GASPORT (N. CECERE) - Quindici minuti di dominio, il resto è sereno controllo. La Roma si impone così su un dignitoso, ma sbadato Sassuolo, gli uomini di Garcia non devono spremersi o cavar fuori il meglio delle loro potenzialità per portare a casa i tre punti programmati. Una prestazione normale nel primo giorno di ora legale: calcio di avvio alle 11.30 biologiche, un orario da Primavera. Oltretutto fa caldo al Mapei Stadium e il regalo iniziale di Missiroli (si fa soffiare palla in zona pericolosa dal lesto Nainggolan che subito spiana la via del gol a Destro) mette al 16’ la partita sul binario desiderato da Garcia. Una disattenzione, quella del capitano emiliano, da giovane della Primavera, appunto, che all’ultimo minuto verrà replicata da Mendes (il rubapallone sarà Taddei) per il 20 firmato Bastos dopo assist di Totti. Reti facili, con l’uomo lanciato davanti al portiere, prodotte in fotocopia prima che dalla abilità dei giallorossi dalla deconcentrazione dei citati giocatori di Di Francesco. Sarà certamente più difficile mercoledì contro il Parma ma la sconfitta della Juve moltiplicherà le energie dei giallorossi. Se vanno a meno 8, daranno ragione a Garcia che ha sempre parlato di rincorsa ai bianconeri.
Equilibri Eusebio Di Francesco, che tifa Roma, insegue un traguardo ancora più difficile dello scudetto. Deve arrangiarsi con quello che ha. Va sottolineato comunque, come sul piano della manovra e degli equilibri tattici il Sassuolo non abbia sfigurato. E pure la volontà di battersi sino in fondo non è mancata. I cinquanta punti di distacco fra le due squadre vengono evidenziati in modo chiaro da errori e limiti personali dei giocatori in maglia neroverde. Hai voglia a essere ordinato e ostinato se poi ti manca la qualità necessaria a impensierire la migliore difesa del torneo… E così l’unico tiro nella porta di De Sanctis arriva nel recupero a firma per giunta dello stopper Cannavaro: botta centrale, da difensore, appunto. I precedenti tentativi di Berardi e Sansone dal limite, si perdono in curva: pesa pure il nervosismo generato dalla posizione in classifica.
Il pasticcio C’è stato però un episodio, al 35’ del primo tempo, che avrebbe potuto dare una mano ai tentativi degli emiliani. Un contatto fra Sansone, il più vivace dei suoi, e Benatia in piena area. L’attaccante va giù, l’arbitro fa proseguire salvo fischiare rigore dopo una decina di secondi, si presume su intervento del suo collaboratore di linea, Peruzzo. Qui esplode la protesta di Benatia e di tutti i romanisti a portata di voce, al che Rizzoli decide di andare da Peruzzo per chiarirsi da vicino. Segue una sorta di confessione pubblica con l’arbitro nelle vesti di un pacioso parroco di campagna e Sansone nei panni del peccatore: dimmi, figliolo, hai simulato? Volevi strappare un rigore fasullo?
L’imbarazzo Una scena lunghissima, 4 minuti e venti secondi. Al termine di questo imbarazzante teatrino, Rizzoli prende la decisione esatta: niente rigore, perché il fallo non c’è, e niente ammonizione a Sansone che era scivolato mentre Benatia gli appoggiava una mano addosso. Il tutto con buona pace di Peruzzo, che aveva chiamato il rigore rimanendo vittima evidentemente di una svista. Però quell’interrogatorio coram populo improvvisato da Rizzoli è improponibile e speriamo non venga imitato. Una cosa è che l’arbitro torni su una decisione in seguito all’onesta e spontanea testimonianza di un giocatore cui ha appena regalato qualcosa. Esempio: «No, il rigore non c’è, sono caduto da solo»; oppure «non merita il rosso, non mi ha colpito». Ben altra cosa è andare da un giocatore a chiedergli di rendere testimonianza in mezzo al campo. Ciò è inaccettabile.
________
= COMPITI ED ESERCIZI =
A - Rispondi a queste domande sull'articolo della partita Sassuolo-Roma.
(i) Quale giocatore segna il gol al 16' dopo il pallone soffiato da Nainggolan?
(ii) Chi calcia l'unico tiro nella porta di De Sanctis?
(iii) Quanto dura la scena tra Rizzoli e Sansone?
B - Trascrivi parola per parola il passo dell'articolo sulla partita Sassuolo-Roma che comincia con le parole "Il pasticcio C’è" e si ferma dopo le parole "un rigore fasullo?".

Voci elencate in un insieme di dati
________
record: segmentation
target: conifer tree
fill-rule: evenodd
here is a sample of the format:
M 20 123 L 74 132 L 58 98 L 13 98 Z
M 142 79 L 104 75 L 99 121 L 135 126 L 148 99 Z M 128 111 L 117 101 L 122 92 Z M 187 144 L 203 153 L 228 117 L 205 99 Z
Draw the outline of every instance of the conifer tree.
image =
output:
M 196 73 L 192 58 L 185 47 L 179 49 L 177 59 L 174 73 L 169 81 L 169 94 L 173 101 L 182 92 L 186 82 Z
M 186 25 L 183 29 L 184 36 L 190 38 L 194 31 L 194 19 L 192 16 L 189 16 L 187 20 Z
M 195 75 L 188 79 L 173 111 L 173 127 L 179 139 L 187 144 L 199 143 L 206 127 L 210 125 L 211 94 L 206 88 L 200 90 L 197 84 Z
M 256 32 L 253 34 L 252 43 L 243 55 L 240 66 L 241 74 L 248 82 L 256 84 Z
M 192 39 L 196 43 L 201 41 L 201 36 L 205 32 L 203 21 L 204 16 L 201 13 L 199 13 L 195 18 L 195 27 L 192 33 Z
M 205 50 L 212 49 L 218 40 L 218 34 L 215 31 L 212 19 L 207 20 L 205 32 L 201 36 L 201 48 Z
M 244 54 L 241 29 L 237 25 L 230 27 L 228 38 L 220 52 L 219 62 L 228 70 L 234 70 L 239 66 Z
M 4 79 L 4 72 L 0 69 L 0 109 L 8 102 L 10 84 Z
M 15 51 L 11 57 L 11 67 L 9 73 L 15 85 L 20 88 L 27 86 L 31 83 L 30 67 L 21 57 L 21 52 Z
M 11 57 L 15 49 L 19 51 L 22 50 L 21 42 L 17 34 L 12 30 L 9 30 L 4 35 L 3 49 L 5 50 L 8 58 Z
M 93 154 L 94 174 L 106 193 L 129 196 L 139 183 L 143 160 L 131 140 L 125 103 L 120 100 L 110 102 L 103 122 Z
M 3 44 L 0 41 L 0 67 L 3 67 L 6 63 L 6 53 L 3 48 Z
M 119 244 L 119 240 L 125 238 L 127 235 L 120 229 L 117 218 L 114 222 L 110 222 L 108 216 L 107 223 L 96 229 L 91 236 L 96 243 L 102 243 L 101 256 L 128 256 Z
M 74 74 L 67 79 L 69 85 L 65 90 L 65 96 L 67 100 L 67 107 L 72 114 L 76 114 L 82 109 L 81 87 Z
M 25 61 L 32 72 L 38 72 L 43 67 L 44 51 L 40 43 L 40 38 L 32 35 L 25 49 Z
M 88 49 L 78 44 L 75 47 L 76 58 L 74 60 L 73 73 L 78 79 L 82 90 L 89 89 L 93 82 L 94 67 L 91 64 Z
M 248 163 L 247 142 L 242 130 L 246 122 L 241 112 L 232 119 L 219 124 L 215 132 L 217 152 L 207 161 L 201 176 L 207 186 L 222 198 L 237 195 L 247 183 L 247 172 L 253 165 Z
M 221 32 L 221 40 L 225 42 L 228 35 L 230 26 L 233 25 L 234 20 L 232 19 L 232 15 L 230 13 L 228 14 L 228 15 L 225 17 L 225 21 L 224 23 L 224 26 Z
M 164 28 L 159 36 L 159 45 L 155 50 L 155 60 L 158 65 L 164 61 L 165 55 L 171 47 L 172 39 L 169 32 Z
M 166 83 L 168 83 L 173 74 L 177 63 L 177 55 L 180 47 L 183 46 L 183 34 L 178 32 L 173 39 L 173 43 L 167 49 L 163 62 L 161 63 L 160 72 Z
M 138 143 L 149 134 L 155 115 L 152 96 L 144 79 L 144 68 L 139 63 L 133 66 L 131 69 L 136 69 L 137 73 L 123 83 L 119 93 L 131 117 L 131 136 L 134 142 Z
________
= RISPOSTE PER NUMERO =
A -
(i) Destro.
(ii) Lo stopper Cannavaro, nel recupero.
(iii) 4 minuti e venti secondi.

B -
Il pasticcio C’è stato però un episodio, al 35’ del primo tempo, che avrebbe potuto dare una mano ai tentativi degli emiliani. Un contatto fra Sansone, il più vivace dei suoi, e Benatia in piena area. L’attaccante va giù, l’arbitro fa proseguire salvo fischiare rigore dopo una decina di secondi, si presume su intervento del suo collaboratore di linea, Peruzzo. Qui esplode la protesta di Benatia e di tutti i romanisti a portata di voce, al che Rizzoli decide di andare da Peruzzo per chiarirsi da vicino. Segue una sorta di confessione pubblica con l’arbitro nelle vesti di un pacioso parroco di campagna e Sansone nei panni del peccatore: dimmi, figliolo, hai simulato? Volevi strappare un rigore fasullo?